Start of Reading passage

Supreme Court Declines To Hear Mike Lindell's Defamation Appeal

The U.S. Supreme Court declined to intervene Monday in a defamation lawsuit against MyPillow CEO Mike Lindell filed by Dominion Voting Systems.

Lindell had asked the high court to consider his appeal of a federal judge’s August 2021 rejection of a motion to dismiss the lawsuit.

The voting machine company hit Lindell, a staunch ally of Donald Trump, with a $1.3 billion suit in February 2021 over his repeated false claims casting doubt on Trump’s 2020 election defeat. Lindell’s baseless accusations of “fraud, election rigging and conspiracy” caused the company enormous harm, Dominion said, and Lindell repeated them to sell pillows, even though he knew they were false.

Lindell’s lawyers have argued that the lawsuit isn’t valid because Lindell genuinely believes his claims, despite having no evidence.

End of Reading passage
Start of Record excerpts

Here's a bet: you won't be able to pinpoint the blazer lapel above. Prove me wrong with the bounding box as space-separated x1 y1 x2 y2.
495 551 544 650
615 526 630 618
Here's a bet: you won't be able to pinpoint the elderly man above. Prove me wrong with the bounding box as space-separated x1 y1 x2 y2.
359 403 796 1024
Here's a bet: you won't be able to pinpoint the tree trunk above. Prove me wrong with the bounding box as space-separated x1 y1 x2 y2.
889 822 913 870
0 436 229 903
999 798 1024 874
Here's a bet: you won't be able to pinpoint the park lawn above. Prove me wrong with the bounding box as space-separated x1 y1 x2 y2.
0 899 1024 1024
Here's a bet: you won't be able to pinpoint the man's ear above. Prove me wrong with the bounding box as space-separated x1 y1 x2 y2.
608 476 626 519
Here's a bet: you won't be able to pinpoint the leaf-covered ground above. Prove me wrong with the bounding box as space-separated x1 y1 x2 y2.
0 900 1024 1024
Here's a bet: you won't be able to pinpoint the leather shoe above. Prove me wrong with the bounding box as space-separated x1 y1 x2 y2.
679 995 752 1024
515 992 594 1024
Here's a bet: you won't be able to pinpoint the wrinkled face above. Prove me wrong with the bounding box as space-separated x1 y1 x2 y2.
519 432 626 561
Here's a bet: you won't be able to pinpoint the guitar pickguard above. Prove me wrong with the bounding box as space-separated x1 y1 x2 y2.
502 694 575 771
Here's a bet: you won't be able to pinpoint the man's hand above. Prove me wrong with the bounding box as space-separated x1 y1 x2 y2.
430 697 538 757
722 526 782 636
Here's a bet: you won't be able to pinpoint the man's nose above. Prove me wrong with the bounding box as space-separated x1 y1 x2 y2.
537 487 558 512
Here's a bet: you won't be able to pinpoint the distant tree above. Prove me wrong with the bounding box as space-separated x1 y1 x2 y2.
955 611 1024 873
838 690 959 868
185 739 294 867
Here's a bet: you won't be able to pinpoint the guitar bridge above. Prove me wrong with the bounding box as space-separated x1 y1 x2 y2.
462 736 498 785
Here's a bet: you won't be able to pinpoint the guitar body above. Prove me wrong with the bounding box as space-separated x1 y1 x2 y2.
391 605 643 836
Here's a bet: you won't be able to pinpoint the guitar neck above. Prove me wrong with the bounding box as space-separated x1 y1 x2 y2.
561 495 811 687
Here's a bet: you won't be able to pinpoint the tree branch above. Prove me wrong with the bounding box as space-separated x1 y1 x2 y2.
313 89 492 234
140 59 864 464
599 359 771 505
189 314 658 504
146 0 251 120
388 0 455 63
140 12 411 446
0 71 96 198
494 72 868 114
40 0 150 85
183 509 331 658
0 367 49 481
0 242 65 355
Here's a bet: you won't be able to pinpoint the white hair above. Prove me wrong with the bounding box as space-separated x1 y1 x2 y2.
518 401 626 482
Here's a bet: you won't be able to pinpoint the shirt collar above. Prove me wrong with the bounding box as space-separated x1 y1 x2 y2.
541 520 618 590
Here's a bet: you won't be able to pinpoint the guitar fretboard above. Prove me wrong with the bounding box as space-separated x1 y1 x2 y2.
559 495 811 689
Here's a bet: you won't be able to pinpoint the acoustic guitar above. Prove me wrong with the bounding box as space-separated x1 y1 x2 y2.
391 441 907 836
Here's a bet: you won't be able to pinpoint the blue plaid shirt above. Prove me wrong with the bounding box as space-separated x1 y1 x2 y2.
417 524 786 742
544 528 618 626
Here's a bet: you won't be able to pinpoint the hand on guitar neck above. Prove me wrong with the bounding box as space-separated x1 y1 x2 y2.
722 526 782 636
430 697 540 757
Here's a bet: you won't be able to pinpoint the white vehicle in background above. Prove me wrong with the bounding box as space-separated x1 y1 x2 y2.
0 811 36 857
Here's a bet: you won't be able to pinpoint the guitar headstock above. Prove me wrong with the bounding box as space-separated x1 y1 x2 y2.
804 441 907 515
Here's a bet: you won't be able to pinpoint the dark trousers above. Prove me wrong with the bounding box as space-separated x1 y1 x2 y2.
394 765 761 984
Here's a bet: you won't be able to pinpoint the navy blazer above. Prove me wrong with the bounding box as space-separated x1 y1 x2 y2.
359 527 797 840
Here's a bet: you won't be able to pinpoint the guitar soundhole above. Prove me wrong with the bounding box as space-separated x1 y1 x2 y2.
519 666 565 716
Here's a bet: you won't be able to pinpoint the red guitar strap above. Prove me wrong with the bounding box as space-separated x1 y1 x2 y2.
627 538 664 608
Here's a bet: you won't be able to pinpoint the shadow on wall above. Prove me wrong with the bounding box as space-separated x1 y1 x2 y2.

End of Record excerpts

**Exercise requirements**
• A. In the article on Lindell's appeal, how much was the lawsuit that Dominion brought against Lindell?
• B. Reproduce a portion of the article on Lindell's appeal word for word. Begin at the words "Supreme Court Declines" and stop after "Dominion Voting Systems.".
Rely on the text alone, not on the records.

**Answers for this exercise**
• A. $1.3 billion.

• B.
Supreme Court Declines To Hear Mike Lindell's Defamation Appeal

The U.S. Supreme Court declined to intervene Monday in a defamation lawsuit against MyPillow CEO Mike Lindell filed by Dominion Voting Systems.